Record set »
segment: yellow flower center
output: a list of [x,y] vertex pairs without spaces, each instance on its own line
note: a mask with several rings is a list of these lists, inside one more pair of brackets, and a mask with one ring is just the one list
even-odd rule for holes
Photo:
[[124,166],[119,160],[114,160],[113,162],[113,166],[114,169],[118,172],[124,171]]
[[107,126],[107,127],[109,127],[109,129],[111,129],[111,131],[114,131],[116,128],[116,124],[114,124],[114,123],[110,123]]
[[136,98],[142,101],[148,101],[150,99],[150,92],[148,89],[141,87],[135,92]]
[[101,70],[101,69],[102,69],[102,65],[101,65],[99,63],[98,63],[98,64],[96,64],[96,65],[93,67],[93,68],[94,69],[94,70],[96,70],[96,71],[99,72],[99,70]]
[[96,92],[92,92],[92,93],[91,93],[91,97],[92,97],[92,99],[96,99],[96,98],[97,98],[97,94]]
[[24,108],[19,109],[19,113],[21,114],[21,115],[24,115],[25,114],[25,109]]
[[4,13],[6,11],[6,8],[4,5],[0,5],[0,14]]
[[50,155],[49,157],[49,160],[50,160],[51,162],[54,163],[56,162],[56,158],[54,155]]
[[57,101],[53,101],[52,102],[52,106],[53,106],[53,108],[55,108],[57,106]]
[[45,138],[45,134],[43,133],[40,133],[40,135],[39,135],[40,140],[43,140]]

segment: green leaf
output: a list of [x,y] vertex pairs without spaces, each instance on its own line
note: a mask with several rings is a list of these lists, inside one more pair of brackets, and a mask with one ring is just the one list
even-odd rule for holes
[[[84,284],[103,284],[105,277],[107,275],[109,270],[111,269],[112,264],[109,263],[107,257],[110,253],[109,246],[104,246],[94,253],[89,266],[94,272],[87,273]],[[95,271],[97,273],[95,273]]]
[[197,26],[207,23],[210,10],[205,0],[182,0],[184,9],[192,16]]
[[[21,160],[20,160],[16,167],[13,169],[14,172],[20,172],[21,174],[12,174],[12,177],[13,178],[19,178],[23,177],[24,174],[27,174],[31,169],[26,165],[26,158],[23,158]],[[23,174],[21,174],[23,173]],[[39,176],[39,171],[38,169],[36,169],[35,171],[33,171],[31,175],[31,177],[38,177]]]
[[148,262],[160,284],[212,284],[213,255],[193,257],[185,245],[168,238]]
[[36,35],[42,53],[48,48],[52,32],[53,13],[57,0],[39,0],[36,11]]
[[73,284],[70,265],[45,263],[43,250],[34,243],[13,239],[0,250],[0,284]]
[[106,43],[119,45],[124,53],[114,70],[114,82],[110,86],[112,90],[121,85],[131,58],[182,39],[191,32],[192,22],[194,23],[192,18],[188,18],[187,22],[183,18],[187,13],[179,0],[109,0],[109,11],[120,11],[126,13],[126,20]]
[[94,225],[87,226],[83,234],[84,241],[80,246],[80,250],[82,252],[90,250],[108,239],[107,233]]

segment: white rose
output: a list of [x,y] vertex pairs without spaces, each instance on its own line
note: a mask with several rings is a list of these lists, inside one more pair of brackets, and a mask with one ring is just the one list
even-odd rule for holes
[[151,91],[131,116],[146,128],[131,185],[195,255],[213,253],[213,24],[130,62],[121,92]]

Task objective » Rewrite all the items above, changing "vertex pairs" to "coordinate pairs" wherever it appears and leaving everything else unchanged.

Solution below »
segment: yellow flower center
output: a list of [x,y] coordinate pairs without spaces, each instance on its own line
note: a mask with several rings is a list of these lists, inside one more pair of brackets, and a mask with one ring is just the one list
even-odd rule for holes
Photo:
[[124,166],[119,160],[114,160],[113,162],[113,166],[114,169],[118,172],[124,171]]
[[107,126],[107,127],[109,127],[109,129],[111,129],[111,131],[114,131],[116,128],[116,124],[114,124],[114,123],[110,123]]
[[136,98],[142,101],[148,101],[150,99],[150,92],[148,89],[141,87],[135,92]]
[[101,70],[101,69],[102,69],[102,65],[101,65],[99,63],[98,63],[98,64],[96,64],[96,65],[93,67],[93,68],[94,69],[94,70],[96,70],[96,71],[99,72],[99,70]]
[[96,92],[92,92],[92,93],[91,93],[91,97],[92,97],[92,99],[96,99],[96,98],[97,98],[97,94]]
[[24,108],[19,109],[19,113],[21,114],[21,115],[24,115],[25,114],[25,109]]
[[4,13],[6,11],[6,8],[4,5],[0,5],[0,14]]
[[50,155],[49,157],[49,160],[50,160],[51,162],[54,163],[56,162],[56,158],[54,155]]
[[57,101],[53,101],[52,102],[52,106],[53,106],[53,108],[55,108],[57,106]]
[[45,138],[45,134],[43,133],[40,133],[40,135],[39,135],[40,140],[43,140]]

segment: green leaf
output: a list of [x,y] coordinate pairs without spaces, each instance on its own line
note: a mask with several rings is a list of these lists, inside one more pair of brackets, and a mask with one ring is just the one list
even-odd rule for holes
[[[84,284],[103,284],[105,277],[107,275],[109,270],[111,269],[112,264],[109,263],[107,257],[110,253],[109,246],[104,246],[94,253],[89,266],[94,272],[87,273]],[[95,271],[97,273],[95,273]]]
[[197,26],[207,23],[210,10],[205,0],[182,0],[184,9],[192,16]]
[[[21,160],[20,160],[16,167],[13,169],[14,172],[20,172],[21,174],[12,174],[12,177],[13,178],[19,178],[23,177],[24,174],[27,174],[31,169],[26,165],[26,158],[23,158]],[[23,174],[21,174],[23,173]],[[39,176],[39,171],[38,169],[36,169],[35,171],[33,171],[31,175],[31,177],[38,177]]]
[[148,262],[160,284],[212,284],[213,255],[193,257],[185,245],[168,238]]
[[36,35],[42,53],[48,48],[52,32],[53,13],[57,0],[39,0],[36,11]]
[[73,284],[70,265],[45,263],[43,250],[34,243],[13,239],[0,250],[0,284]]
[[106,43],[119,45],[124,53],[114,70],[114,82],[110,86],[112,90],[121,85],[131,58],[182,39],[191,32],[192,22],[194,23],[192,18],[188,18],[187,22],[183,18],[187,13],[179,0],[109,0],[109,11],[120,11],[126,13],[126,20]]
[[94,225],[87,226],[83,234],[84,241],[80,246],[80,250],[82,252],[90,250],[108,239],[107,233]]

segment: white rose
output: a list of [x,y] coordinate pairs without spaces, each instance on its own line
note: a mask with several rings is a list of these lists, inside one more pair of brackets, and a mask with one ring is just the one list
even-odd rule for holes
[[151,91],[131,116],[146,128],[131,185],[195,255],[213,253],[213,24],[130,62],[121,92]]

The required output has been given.